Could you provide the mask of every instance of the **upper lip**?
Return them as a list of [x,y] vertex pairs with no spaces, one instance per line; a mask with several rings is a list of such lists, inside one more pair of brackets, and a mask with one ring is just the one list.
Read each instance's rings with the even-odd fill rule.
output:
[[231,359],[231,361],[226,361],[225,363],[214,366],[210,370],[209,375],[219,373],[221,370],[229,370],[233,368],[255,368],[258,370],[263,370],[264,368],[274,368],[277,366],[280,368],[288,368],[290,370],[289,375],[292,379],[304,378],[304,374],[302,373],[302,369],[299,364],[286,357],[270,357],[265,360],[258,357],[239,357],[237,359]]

○ ○ ○ ○ ○

__TASK REQUIREMENTS__:
Edit the lines from the start of the entries through the line holding "Return them as", inclusive, so that "vertex" becomes "coordinate" and nothing else changes. Give only those lines.

__EXPECTED OUTPUT__:
Could you provide the mask of every instance of the **upper lip**?
Return them as a list of [x,y] coordinate pairs with no spaces, one instance per line; a mask with several rings is a list of such lists, inside one more pair of brackets, and a mask with one ring is just the one list.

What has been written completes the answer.